原文
============================================================

In Tribute to Support of Japan: the above image by Jaime Olmo


 東北と関東の太平洋岸を襲った未曾有の大災害。まずはこの災害で亡くなった多くの方々のご冥福をお祈りし、被災した方々に心よりお見舞いを申し上げたいと思います。救援活動に従事されている方々、どうか頑張ってください。余震や原発事故も本当に心配ですが、これ以上被害が広がりませんように。

 東北人の僕としては、故郷の大惨事に際して何もできない自分に無力感で一杯です。スリランカの津波復興に長らく携わった自分は、祖国や故郷のために何ができるのか、じっくり考えてみたいと思います。

 最後になりますが、メールやツイッターなどを通して、世界中から沢山の方々に僕の八戸の家族と妻の仙台の家族についてのご心配をいただきました。災害後は数日間連絡が取れない不安な日々もありましたが、既に家族の無事は確認されています。情報をいただいたり、心配してくださった方々、本当にありがとうございました。

============================================================

(自然言語による領域の説明)
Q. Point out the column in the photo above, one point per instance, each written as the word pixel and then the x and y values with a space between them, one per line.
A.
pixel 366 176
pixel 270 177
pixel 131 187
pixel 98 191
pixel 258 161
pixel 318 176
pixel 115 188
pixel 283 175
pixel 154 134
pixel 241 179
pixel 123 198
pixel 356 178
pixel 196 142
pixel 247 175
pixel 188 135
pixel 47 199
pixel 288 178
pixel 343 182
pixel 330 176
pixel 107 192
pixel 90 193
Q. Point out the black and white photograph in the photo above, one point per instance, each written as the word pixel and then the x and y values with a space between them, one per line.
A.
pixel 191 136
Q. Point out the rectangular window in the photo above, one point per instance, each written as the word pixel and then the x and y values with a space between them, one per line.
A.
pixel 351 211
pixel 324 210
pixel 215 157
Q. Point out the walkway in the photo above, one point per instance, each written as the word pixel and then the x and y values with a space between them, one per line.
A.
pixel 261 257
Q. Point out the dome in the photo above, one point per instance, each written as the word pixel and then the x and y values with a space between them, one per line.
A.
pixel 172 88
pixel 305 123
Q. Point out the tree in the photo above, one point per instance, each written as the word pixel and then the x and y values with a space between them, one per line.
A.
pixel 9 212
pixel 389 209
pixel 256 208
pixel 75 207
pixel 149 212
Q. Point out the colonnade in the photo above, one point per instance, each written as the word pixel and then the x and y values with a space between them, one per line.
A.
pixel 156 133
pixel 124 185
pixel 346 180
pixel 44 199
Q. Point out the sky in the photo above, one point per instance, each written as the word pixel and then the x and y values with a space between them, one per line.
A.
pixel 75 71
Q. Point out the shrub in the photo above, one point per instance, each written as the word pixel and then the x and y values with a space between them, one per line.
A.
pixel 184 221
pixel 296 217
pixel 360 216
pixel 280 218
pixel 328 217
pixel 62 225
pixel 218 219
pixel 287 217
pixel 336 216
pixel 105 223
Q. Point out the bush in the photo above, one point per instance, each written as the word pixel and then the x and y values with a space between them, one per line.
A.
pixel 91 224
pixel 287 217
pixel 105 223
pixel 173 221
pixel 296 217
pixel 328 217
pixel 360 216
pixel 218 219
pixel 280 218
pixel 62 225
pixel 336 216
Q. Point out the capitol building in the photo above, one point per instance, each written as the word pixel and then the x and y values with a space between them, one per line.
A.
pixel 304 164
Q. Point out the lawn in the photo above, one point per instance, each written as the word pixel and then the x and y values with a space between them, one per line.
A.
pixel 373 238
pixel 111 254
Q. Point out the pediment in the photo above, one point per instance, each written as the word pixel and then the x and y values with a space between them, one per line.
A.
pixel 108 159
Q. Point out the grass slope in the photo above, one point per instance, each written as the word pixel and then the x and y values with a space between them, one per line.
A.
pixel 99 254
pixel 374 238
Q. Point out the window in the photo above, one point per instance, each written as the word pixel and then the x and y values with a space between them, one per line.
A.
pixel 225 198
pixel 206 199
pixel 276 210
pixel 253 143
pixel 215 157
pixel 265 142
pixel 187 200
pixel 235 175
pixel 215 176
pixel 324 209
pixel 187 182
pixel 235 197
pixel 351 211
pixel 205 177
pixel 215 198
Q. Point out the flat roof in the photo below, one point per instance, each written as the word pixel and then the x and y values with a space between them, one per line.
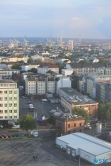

============================================================

取り組む課題
原文のうち、「最後になりますが、メールやツ」から「当にありがとうございました。」までの部分を、両端の語句も含めて一字一句そのまま抜き出してください。 原文に書かれている内容だけを根拠にしてください。

課題の解答
最後になりますが、メールやツイッターなどを通して、世界中から沢山の方々に僕の八戸の家族と妻の仙台の家族についてのご心配をいただきました。災害後は数日間連絡が取れない不安な日々もありましたが、既に家族の無事は確認されています。情報をいただいたり、心配してくださった方々、本当にありがとうございました。